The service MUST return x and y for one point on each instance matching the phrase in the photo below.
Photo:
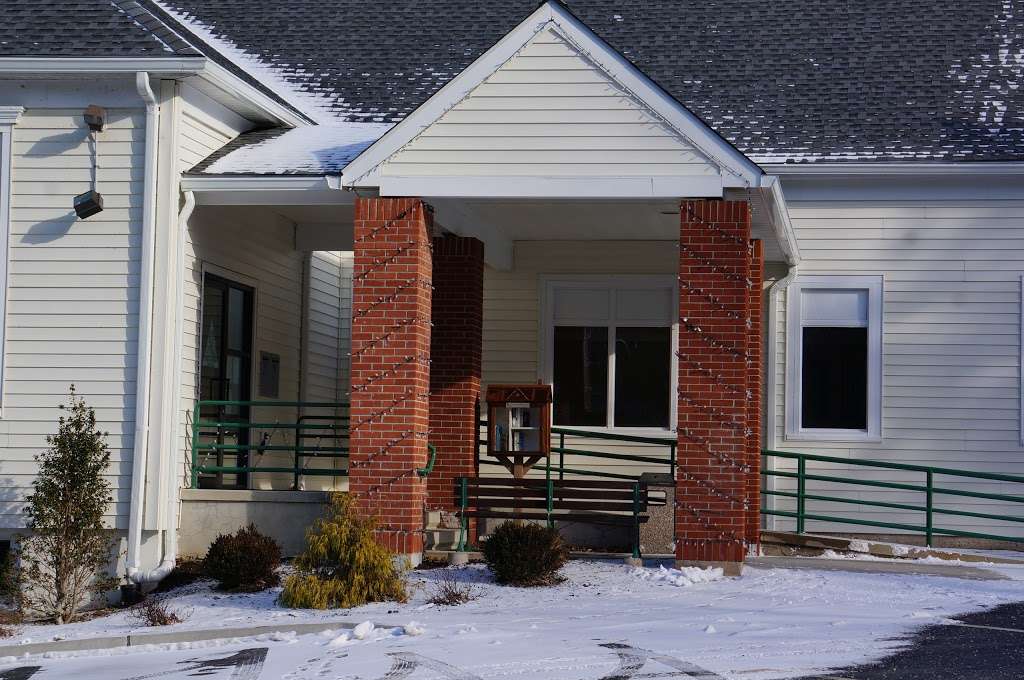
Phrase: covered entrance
(551, 215)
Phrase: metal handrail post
(801, 493)
(195, 470)
(636, 520)
(463, 521)
(551, 500)
(297, 455)
(929, 507)
(561, 456)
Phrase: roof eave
(902, 168)
(215, 77)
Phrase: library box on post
(519, 425)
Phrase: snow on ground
(768, 624)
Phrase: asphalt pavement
(985, 645)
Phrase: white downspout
(140, 452)
(170, 543)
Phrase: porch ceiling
(500, 222)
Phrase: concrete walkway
(878, 566)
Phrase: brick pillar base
(712, 481)
(390, 372)
(455, 366)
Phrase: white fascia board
(897, 168)
(225, 81)
(364, 171)
(552, 186)
(219, 78)
(780, 221)
(266, 190)
(156, 66)
(253, 182)
(456, 217)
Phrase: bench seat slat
(543, 503)
(596, 518)
(558, 483)
(495, 492)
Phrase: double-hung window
(609, 351)
(834, 358)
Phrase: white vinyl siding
(73, 295)
(549, 111)
(951, 341)
(329, 305)
(205, 126)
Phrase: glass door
(225, 374)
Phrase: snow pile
(683, 578)
(321, 149)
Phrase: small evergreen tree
(343, 565)
(66, 555)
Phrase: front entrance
(225, 375)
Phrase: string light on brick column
(406, 285)
(716, 305)
(395, 250)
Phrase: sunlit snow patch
(685, 577)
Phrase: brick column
(755, 369)
(455, 367)
(712, 486)
(390, 371)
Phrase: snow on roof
(314, 150)
(316, 107)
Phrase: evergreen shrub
(245, 561)
(525, 554)
(343, 565)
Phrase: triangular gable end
(551, 111)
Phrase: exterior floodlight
(95, 117)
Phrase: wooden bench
(610, 502)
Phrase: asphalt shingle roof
(781, 80)
(788, 80)
(86, 28)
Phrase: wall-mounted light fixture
(91, 202)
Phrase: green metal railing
(558, 448)
(927, 487)
(316, 436)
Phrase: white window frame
(8, 119)
(551, 284)
(795, 357)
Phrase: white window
(834, 358)
(8, 118)
(609, 351)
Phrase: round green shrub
(245, 561)
(525, 554)
(343, 565)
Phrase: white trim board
(794, 356)
(8, 119)
(736, 170)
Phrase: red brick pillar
(715, 261)
(455, 367)
(390, 367)
(755, 369)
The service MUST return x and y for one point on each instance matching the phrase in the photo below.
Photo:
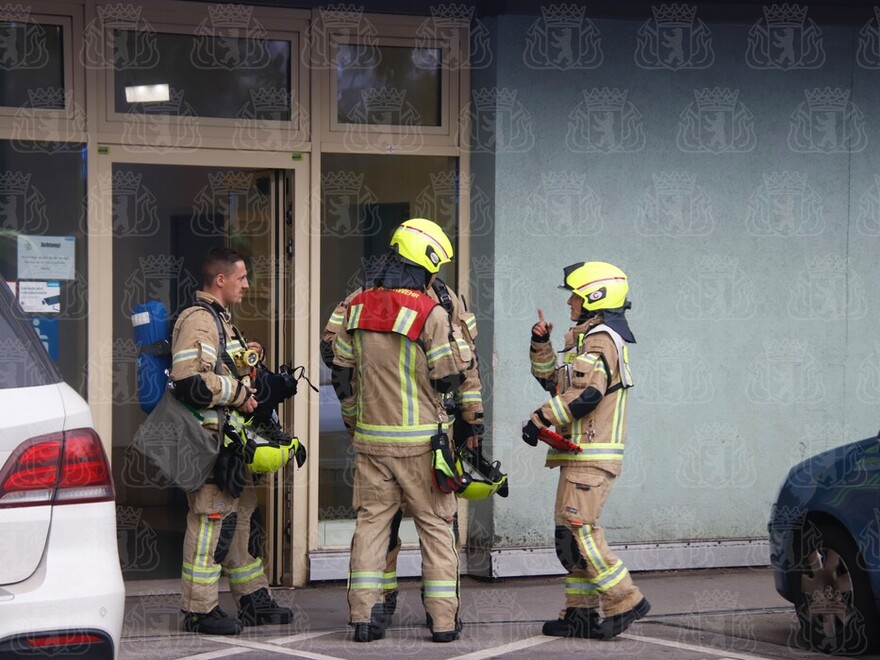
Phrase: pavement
(717, 613)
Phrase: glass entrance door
(164, 219)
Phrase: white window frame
(217, 132)
(68, 122)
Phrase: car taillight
(59, 468)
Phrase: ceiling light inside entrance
(147, 93)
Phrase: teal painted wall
(736, 180)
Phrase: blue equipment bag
(152, 333)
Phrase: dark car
(825, 547)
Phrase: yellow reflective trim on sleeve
(438, 352)
(405, 318)
(617, 424)
(409, 397)
(243, 574)
(470, 397)
(354, 316)
(544, 368)
(559, 409)
(343, 348)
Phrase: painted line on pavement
(693, 647)
(496, 651)
(210, 655)
(242, 646)
(301, 637)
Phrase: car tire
(835, 606)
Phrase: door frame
(295, 337)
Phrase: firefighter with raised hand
(219, 519)
(397, 355)
(466, 404)
(588, 407)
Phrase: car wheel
(835, 607)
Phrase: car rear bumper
(77, 586)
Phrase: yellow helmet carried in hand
(264, 455)
(483, 479)
(423, 243)
(601, 285)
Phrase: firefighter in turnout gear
(396, 355)
(467, 404)
(219, 521)
(588, 406)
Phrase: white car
(61, 588)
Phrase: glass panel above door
(388, 85)
(31, 66)
(202, 76)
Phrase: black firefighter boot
(576, 622)
(215, 622)
(259, 608)
(375, 628)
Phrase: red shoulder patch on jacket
(403, 311)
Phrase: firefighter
(466, 402)
(219, 519)
(588, 406)
(397, 354)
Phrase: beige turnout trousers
(381, 483)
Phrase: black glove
(530, 433)
(447, 478)
(299, 454)
(462, 431)
(229, 470)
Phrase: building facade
= = = = =
** Directive **
Render every line of the items above as a Markdown table with the columns Row and Line, numbering each row and omitting blank lines. Leave the pictures out of the table.

** Written answer **
| Row | Line |
|---|---|
| 1 | The service MUST return x and y for one point on each instance matching the phrase in the photo below. |
| 2 | Photo: |
| 3 | Phrase: covered entrance |
| 4 | (551, 215) |
| 5 | Phrase: metal handrail post |
| 6 | (801, 493) |
| 7 | (195, 470) |
| 8 | (636, 520) |
| 9 | (463, 521) |
| 10 | (551, 500) |
| 11 | (297, 455) |
| 12 | (929, 507) |
| 13 | (561, 456) |
| 14 | Phrase: roof eave |
| 15 | (902, 168) |
| 16 | (215, 77) |
| 17 | Phrase: library box on post |
| 18 | (519, 425) |
| 19 | Phrase: snow on ground |
| 20 | (768, 624) |
| 21 | Phrase: asphalt pavement |
| 22 | (985, 645) |
| 23 | Phrase: white downspout |
| 24 | (140, 452) |
| 25 | (170, 543) |
| 26 | Phrase: porch ceiling |
| 27 | (500, 222) |
| 28 | Phrase: concrete walkway |
| 29 | (878, 566) |
| 30 | Phrase: brick pillar base |
| 31 | (712, 481) |
| 32 | (390, 372) |
| 33 | (455, 366) |
| 34 | Phrase: white fascia board |
| 35 | (897, 168) |
| 36 | (225, 81) |
| 37 | (364, 171) |
| 38 | (552, 186) |
| 39 | (219, 78) |
| 40 | (780, 221) |
| 41 | (266, 190) |
| 42 | (156, 66) |
| 43 | (253, 182) |
| 44 | (456, 217) |
| 45 | Phrase: bench seat slat |
| 46 | (543, 503) |
| 47 | (596, 518) |
| 48 | (558, 483) |
| 49 | (495, 492) |
| 50 | Phrase: double-hung window |
| 51 | (609, 351) |
| 52 | (834, 358) |
| 53 | Phrase: white vinyl siding |
| 54 | (73, 295) |
| 55 | (549, 111) |
| 56 | (951, 341) |
| 57 | (329, 305) |
| 58 | (205, 126) |
| 59 | Phrase: glass door |
| 60 | (225, 374) |
| 61 | Phrase: snow pile |
| 62 | (683, 578) |
| 63 | (321, 149) |
| 64 | Phrase: small evergreen tree |
| 65 | (343, 565) |
| 66 | (66, 555) |
| 67 | Phrase: front entrance |
| 68 | (225, 375) |
| 69 | Phrase: string light on brick column |
| 70 | (406, 285) |
| 71 | (716, 305) |
| 72 | (395, 250) |
| 73 | Phrase: sunlit snow patch |
| 74 | (685, 577) |
| 75 | Phrase: brick column |
| 76 | (755, 369) |
| 77 | (455, 367) |
| 78 | (712, 486) |
| 79 | (390, 371) |
| 80 | Phrase: snow on roof |
| 81 | (314, 150) |
| 82 | (316, 107) |
| 83 | Phrase: evergreen shrub |
| 84 | (245, 561) |
| 85 | (525, 554) |
| 86 | (343, 565) |
| 87 | Phrase: triangular gable end |
| 88 | (551, 111) |
| 89 | Phrase: exterior floodlight |
| 90 | (95, 117) |
| 91 | Phrase: wooden bench |
| 92 | (610, 502) |
| 93 | Phrase: asphalt shingle roof |
| 94 | (781, 80) |
| 95 | (788, 80) |
| 96 | (86, 28) |
| 97 | Phrase: wall-mounted light fixture |
| 98 | (91, 202) |
| 99 | Phrase: green metal railing |
| 100 | (558, 448) |
| 101 | (927, 487) |
| 102 | (316, 436) |
| 103 | Phrase: white window frame |
| 104 | (8, 119) |
| 105 | (551, 284) |
| 106 | (795, 357) |
| 107 | Phrase: white window |
| 108 | (834, 358) |
| 109 | (8, 118) |
| 110 | (609, 351) |
| 111 | Phrase: round green shrub |
| 112 | (245, 561) |
| 113 | (525, 554) |
| 114 | (343, 565) |
| 115 | Phrase: white trim board |
| 116 | (794, 356) |
| 117 | (8, 119) |
| 118 | (736, 170) |
| 119 | Phrase: red brick pillar |
| 120 | (715, 261) |
| 121 | (455, 367) |
| 122 | (390, 367) |
| 123 | (755, 369) |
| 124 | The service MUST return x and y for one point on each instance matching the phrase in the photo below. |
| 125 | Photo: |
| 126 | Phrase: pavement |
| 127 | (717, 613) |
| 128 | Phrase: glass entrance door |
| 129 | (164, 219) |
| 130 | Phrase: white window frame |
| 131 | (217, 132) |
| 132 | (68, 122) |
| 133 | Phrase: car taillight |
| 134 | (59, 468) |
| 135 | Phrase: ceiling light inside entrance |
| 136 | (147, 93) |
| 137 | Phrase: teal painted wall |
| 138 | (736, 180) |
| 139 | Phrase: blue equipment bag |
| 140 | (152, 333) |
| 141 | Phrase: dark car |
| 142 | (825, 547) |
| 143 | Phrase: yellow reflective trim on sleeve |
| 144 | (438, 352) |
| 145 | (405, 318) |
| 146 | (617, 424) |
| 147 | (409, 397) |
| 148 | (243, 574) |
| 149 | (470, 397) |
| 150 | (354, 316) |
| 151 | (544, 368) |
| 152 | (559, 409) |
| 153 | (343, 348) |
| 154 | Phrase: painted line on pavement |
| 155 | (693, 647) |
| 156 | (496, 651) |
| 157 | (210, 655) |
| 158 | (242, 646) |
| 159 | (301, 637) |
| 160 | Phrase: car tire |
| 161 | (835, 606) |
| 162 | Phrase: door frame |
| 163 | (295, 337) |
| 164 | Phrase: firefighter with raised hand |
| 165 | (219, 519) |
| 166 | (397, 355) |
| 167 | (466, 404) |
| 168 | (588, 407) |
| 169 | Phrase: car wheel |
| 170 | (835, 607) |
| 171 | Phrase: car rear bumper |
| 172 | (77, 586) |
| 173 | Phrase: yellow helmet carried in hand |
| 174 | (264, 455) |
| 175 | (483, 479) |
| 176 | (423, 243) |
| 177 | (601, 285) |
| 178 | Phrase: firefighter in turnout gear |
| 179 | (396, 355) |
| 180 | (467, 404) |
| 181 | (219, 521) |
| 182 | (588, 406) |
| 183 | Phrase: white car |
| 184 | (61, 588) |
| 185 | Phrase: glass panel above door |
| 186 | (388, 85) |
| 187 | (31, 66) |
| 188 | (202, 76) |
| 189 | Phrase: black firefighter boot |
| 190 | (576, 622) |
| 191 | (215, 622) |
| 192 | (259, 608) |
| 193 | (375, 628) |
| 194 | Phrase: red shoulder patch on jacket |
| 195 | (403, 311) |
| 196 | Phrase: firefighter |
| 197 | (466, 402) |
| 198 | (219, 519) |
| 199 | (588, 406) |
| 200 | (397, 354) |
| 201 | Phrase: beige turnout trousers |
| 202 | (381, 483) |
| 203 | Phrase: black glove |
| 204 | (530, 433) |
| 205 | (447, 478) |
| 206 | (299, 454) |
| 207 | (462, 431) |
| 208 | (229, 470) |
| 209 | Phrase: building facade |